Problem
Transcribe the chapter excerpt on whether the soul is a fact verbatim, from the text between "Lincoln paraphrased this" and "Vincent's famous maximum.", inclusive.

Selected excerpt
## begin

What Is Fact?

Chapter VI from "The Scientific Proofs of the Existence of the Soul"
by Benito F. Reyes, M.A., Prof. of Philosophy, Far Eastern Univeristy
(published by The Lotus Press, 1949)

Comments: Mr. Reyes is intentionally using the term "soul" in a loose sense, to mean that intangible aspect of man which is the experiencer, the knower. For the purposes of this discussion, he does not distinguish between "mind" and "soul." Also, I would freely acknowledge that the principle of "scale of observation" is not a perfect analogy for the difficulties encountered in trying to measure the mind or soul, if by scale you mean size. If by "scale" you mean realm, level of consciousness and criterion of measurement, it is correct.--Stephen S.

Official science sponsored and championed by orthodox cerebrocentric scientists, seems quite sure of the assumed fact that the soul is not a fact. In other words, there is no such thing as soul. It does not exist. It is not a fact.

This assertion of official science is, of course, only an assumption. It is based largely on prejudice.

The burden of proof rests, naturally, on the shoulders of the soul idea proponents. It is their function to prove that the soul exists.

Just the same, official science may still be asked why it rejects unqualifiedly the existence of the soul.

And we ask this question, because it is fundamental. Science must have some sort of criterion to determine what exists and what does not exist, what is factual and what is not factual.

Millions of people believe that the soul exists. The soul-idea is a persistent idea. The primitives believe in it. All religions, extinct and extant, teach it. Even some modern psychologists accept it. William McDougall sponsors it. William James endorses it. The psychic experiences of thousands of people corroborate it.

Are they all wrong, all the time, everywhere?

"Quod Semper, Quod Ubique"
If we should test the probability of the existence of the soul on the basis of the famous maxim of Vincentius Lirenensis (Vincent of Lirens, 5 A.D.), it would appear that a good case has been established for accepting it.

This maximum, enunciated in Vincent's treatise entitled "Commonitorium," may be regarded as an axiom by which we may test the probability, at least, of all sorts of beliefs and traditions.

It is stated thus: "Quod semper, quod ubique, quod abomnibus traditum est."(1)

Translated freely, it means that we are to believe whatever tradition has been at all times, in all places, and by all persons handed down.

In other words, what always, what everywhere, and what by all has been believed as true cannot be altogether false, even if official science should say so.

It must have some foundation in truth. Anyway, its probability, at least, cannot be denied.

Lincoln paraphrased this axiom in a simpler and more emphatic way. He said that we can deceive one man all the time or all men one time, but not all men all the time.

It would seem, on the basis of this paraphrase, that the belief in the existence of the soul has deceived all men all the time everywhere.

Or is the belief true, after all?

The character of the soul-idea, its persistency in the minds of men, its universality, and its ubiquity seem completely to satisfy the requirements of Vincent's famous maximum.

Why Official Science Rejects the Soul
The maximum of Vincentius Lirenesis does not, of course, prove conclusively that the soul exists.

But it establishes rather a strong point in favor of its existence, or the probability of its existence.

## end

Data records
## begin

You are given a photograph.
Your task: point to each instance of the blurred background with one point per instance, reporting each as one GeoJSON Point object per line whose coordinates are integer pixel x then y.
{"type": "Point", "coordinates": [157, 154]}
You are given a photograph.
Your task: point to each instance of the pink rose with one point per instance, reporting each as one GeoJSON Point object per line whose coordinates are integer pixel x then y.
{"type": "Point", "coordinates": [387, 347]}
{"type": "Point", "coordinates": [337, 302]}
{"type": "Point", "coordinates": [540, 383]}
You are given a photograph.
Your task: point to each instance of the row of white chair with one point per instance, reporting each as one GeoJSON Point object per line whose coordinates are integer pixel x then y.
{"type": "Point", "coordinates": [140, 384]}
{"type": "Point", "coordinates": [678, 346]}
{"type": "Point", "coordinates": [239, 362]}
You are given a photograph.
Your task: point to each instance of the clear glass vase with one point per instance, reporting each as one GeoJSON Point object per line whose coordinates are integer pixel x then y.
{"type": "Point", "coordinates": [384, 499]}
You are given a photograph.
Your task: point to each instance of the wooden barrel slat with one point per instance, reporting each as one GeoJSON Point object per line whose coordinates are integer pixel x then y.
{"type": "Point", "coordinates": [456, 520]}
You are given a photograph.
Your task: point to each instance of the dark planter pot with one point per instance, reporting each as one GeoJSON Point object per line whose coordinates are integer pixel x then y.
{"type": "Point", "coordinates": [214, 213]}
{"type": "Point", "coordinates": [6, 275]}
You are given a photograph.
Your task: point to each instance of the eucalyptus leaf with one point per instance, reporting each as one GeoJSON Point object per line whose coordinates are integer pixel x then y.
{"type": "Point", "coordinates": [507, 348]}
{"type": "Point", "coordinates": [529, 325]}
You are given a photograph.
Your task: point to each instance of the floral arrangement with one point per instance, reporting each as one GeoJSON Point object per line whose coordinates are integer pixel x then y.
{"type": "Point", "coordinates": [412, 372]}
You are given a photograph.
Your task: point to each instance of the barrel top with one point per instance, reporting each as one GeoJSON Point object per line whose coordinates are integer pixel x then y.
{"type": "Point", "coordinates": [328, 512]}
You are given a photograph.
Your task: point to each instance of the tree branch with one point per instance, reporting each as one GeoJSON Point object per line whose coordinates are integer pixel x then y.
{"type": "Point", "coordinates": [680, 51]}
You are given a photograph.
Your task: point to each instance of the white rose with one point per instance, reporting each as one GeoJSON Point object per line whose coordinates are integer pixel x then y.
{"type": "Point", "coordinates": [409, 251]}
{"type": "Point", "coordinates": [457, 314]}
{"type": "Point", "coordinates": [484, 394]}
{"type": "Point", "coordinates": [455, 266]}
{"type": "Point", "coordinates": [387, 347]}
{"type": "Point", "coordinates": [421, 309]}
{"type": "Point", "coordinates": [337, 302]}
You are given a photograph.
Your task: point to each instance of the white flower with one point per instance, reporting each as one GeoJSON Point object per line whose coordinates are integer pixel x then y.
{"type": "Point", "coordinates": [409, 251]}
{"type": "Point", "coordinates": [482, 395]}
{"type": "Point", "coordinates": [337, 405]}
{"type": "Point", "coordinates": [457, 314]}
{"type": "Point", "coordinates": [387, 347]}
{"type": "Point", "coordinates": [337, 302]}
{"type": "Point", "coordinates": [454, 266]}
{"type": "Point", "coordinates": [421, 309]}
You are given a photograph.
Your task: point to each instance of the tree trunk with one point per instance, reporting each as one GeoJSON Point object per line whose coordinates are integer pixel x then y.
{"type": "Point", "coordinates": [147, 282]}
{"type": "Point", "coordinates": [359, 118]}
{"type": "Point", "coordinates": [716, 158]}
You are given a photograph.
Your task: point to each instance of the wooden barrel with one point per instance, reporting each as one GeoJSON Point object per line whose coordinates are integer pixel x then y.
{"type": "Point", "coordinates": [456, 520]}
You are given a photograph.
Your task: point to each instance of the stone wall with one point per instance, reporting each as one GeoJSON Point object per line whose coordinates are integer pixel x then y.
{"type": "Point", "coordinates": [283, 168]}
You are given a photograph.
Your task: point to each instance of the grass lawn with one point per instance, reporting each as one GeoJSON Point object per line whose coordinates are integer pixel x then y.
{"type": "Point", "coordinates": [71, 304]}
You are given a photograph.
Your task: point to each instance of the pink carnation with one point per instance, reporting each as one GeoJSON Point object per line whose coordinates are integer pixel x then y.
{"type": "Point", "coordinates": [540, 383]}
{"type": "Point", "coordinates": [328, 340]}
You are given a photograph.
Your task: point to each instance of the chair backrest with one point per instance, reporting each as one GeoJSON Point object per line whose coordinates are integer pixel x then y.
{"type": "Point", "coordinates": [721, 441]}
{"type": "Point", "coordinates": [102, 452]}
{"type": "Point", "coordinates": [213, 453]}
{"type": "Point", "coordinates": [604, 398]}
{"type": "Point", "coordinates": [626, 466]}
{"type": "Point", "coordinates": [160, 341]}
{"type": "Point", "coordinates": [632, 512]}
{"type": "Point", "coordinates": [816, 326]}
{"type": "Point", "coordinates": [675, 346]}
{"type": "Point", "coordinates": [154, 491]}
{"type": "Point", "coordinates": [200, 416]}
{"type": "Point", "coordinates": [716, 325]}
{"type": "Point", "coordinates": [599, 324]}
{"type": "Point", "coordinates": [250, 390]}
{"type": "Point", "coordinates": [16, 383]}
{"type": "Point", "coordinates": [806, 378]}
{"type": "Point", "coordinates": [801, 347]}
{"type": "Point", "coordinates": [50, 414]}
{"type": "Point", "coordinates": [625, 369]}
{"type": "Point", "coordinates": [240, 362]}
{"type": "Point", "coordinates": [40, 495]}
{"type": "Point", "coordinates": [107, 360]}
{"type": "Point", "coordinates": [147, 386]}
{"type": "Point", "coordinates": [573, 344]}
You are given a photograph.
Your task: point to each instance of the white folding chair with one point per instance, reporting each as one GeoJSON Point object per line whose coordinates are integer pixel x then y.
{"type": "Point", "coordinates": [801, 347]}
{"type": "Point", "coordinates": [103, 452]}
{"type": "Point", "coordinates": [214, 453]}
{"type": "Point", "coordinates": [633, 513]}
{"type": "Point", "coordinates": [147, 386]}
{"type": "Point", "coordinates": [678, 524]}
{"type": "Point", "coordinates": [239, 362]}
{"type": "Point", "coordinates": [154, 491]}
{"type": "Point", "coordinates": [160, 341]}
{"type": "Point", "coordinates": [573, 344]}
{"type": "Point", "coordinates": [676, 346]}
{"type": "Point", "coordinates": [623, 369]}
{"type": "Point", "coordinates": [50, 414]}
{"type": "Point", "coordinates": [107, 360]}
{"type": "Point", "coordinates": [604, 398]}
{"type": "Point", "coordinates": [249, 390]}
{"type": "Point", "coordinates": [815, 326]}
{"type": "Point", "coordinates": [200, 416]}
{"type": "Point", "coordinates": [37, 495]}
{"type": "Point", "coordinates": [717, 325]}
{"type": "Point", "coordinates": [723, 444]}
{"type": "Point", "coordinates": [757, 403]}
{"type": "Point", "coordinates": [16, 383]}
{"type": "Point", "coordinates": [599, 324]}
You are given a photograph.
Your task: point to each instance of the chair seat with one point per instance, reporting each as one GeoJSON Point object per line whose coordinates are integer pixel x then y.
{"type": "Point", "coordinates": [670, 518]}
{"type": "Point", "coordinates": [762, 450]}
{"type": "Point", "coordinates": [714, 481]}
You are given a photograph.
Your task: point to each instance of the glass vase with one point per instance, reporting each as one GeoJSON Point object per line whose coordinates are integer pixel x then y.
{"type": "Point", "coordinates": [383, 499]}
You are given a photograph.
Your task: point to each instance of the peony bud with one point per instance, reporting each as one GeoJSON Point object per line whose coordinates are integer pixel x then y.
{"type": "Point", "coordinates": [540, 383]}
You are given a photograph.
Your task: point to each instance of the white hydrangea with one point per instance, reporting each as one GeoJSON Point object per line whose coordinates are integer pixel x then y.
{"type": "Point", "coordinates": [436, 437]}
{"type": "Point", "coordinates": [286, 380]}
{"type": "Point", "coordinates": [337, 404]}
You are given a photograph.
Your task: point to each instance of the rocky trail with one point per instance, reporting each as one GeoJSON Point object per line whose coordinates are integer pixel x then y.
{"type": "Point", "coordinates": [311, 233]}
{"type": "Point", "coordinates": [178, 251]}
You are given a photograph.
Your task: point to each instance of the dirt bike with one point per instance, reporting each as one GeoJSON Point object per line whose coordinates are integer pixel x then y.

## end

Output of the task
Lincoln paraphrased this axiom in a simpler and more emphatic way. He said that we can deceive one man all the time or all men one time, but not all men all the time.

It would seem, on the basis of this paraphrase, that the belief in the existence of the soul has deceived all men all the time everywhere.

Or is the belief true, after all?

The character of the soul-idea, its persistency in the minds of men, its universality, and its ubiquity seem completely to satisfy the requirements of Vincent's famous maximum.